Abstract:
"
Introduction : Modern recommendation systems are built by a combination of content based
and collaborative filtering methods. Although sometimes the quality of the recommendations
given is somewhat lacking. This is mainly due to two reasons, the misuse of certain movie
metadata and automated systems that forgo any personalization or transparency. In this
dissertation a system is built that makes up for these issues by making use of a movies most
underused attribute, it’s plot and combining it alongside it’s other attributes as well as allowing
the user to select the bias filters on which the recommendations are based on.
Method : The NLP technique of topic modeling was used to breakdown the movie plot and
subject it to a similarity check. This will be done through the LDA (Latent Dirichlet allocation)
statistical model alongside cosine similarity. A corpus of nearly 30,000 movies scraped from
Wikipedia was used to train, evaluate and test the model. A basic GUI was also created to
showcase the main functions of the system as well as it give an idea how the end user will
interact with it.
Results : Through testing and evaluation it was revealed that the with big plots the results given
out by this system were either on par or in some cases offered better quality recommendations
than mainstream recommenders. However with smaller plots the results were inconsistent.
Discussion : This leads to the conclusion that a plot included recommendation system is not only
viable but with the added bonus of it being customizable leads the user to have an overall better
experience as they have more control over the recommendation process.
"

◆ ◆ ◆ ◆

WRITTEN REQUEST A: According to the abstract, roughly how many movies were in the corpus used to train, evaluate and test the model?
The records that follow are unrelated to the abstract.

GIVEN RECORDS:
◆ ◆ ◆ ◆

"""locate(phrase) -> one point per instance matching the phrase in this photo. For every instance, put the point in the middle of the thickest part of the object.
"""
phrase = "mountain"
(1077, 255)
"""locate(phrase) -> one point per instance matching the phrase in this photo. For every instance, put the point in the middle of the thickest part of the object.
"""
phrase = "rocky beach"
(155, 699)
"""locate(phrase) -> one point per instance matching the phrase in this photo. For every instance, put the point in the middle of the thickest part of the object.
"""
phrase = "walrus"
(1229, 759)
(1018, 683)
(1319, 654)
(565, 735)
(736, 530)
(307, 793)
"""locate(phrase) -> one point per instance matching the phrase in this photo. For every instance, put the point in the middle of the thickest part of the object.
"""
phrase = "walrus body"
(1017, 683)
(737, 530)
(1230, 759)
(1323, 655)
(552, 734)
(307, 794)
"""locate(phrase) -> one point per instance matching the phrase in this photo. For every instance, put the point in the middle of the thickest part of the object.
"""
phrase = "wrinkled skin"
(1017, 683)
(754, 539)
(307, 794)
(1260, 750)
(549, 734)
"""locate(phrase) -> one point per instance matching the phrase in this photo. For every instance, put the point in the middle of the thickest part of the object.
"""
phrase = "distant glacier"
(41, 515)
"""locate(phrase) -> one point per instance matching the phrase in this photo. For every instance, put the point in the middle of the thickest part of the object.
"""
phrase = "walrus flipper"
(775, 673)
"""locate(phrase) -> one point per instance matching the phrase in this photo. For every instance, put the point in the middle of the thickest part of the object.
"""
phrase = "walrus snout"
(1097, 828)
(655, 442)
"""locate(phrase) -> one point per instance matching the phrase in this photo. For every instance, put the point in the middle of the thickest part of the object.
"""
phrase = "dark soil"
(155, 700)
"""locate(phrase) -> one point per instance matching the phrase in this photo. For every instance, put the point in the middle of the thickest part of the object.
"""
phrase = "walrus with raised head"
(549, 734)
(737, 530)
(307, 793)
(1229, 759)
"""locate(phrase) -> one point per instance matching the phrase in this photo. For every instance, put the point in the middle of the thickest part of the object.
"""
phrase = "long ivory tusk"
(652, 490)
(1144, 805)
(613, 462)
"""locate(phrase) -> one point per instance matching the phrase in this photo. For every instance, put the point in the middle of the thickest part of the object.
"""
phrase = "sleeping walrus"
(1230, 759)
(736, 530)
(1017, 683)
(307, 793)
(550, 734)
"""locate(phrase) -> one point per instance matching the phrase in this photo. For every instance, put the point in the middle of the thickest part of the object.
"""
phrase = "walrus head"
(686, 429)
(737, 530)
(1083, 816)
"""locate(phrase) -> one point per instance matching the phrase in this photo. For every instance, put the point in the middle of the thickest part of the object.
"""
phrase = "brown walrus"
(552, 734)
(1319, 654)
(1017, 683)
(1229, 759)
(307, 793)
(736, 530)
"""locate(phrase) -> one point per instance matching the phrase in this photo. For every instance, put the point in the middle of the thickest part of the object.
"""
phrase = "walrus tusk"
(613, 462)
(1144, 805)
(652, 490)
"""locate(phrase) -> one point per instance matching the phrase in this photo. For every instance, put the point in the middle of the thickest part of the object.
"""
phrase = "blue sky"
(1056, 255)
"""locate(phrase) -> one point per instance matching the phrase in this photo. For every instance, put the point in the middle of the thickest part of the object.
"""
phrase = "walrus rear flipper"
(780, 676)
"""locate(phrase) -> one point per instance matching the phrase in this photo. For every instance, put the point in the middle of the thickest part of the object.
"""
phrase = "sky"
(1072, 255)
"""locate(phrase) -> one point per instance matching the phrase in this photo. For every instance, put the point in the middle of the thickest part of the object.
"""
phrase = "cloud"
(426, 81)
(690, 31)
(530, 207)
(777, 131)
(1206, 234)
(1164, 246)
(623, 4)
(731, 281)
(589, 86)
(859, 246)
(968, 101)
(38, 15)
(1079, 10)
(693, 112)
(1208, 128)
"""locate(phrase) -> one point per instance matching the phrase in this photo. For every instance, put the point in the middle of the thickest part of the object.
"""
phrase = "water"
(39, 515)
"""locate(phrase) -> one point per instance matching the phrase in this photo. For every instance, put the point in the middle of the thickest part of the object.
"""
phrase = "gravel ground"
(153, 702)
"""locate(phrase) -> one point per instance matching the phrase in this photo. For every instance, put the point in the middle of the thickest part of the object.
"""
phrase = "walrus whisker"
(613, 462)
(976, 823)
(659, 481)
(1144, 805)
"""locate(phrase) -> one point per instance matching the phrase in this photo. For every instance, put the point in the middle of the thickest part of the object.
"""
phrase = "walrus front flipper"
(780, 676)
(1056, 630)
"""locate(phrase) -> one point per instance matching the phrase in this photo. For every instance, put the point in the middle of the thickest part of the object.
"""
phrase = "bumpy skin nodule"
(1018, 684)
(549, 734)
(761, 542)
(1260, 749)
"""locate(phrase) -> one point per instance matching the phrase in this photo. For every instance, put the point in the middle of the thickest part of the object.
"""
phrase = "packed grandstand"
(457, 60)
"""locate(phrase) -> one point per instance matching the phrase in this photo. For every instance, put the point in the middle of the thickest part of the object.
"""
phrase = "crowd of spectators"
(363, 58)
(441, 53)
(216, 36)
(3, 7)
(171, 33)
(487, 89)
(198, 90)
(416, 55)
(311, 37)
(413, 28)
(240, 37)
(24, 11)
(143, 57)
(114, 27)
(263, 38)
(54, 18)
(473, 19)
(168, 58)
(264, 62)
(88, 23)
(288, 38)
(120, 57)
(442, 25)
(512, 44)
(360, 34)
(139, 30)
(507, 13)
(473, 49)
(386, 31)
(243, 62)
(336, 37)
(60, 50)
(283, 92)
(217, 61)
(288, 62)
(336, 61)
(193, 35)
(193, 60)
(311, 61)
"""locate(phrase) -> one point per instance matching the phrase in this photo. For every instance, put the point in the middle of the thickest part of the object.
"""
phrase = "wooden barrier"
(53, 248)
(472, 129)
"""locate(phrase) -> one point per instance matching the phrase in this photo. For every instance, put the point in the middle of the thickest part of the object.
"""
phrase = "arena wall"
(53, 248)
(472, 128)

◆ ◆ ◆ ◆

WRITTEN REQUEST B: Pull out every line of the records that contains the string "head".

WORKED ANSWER A: Nearly 30,000 movies, scraped from Wikipedia.

WORKED ANSWER B:
phrase = "walrus with raised head"
phrase = "walrus head"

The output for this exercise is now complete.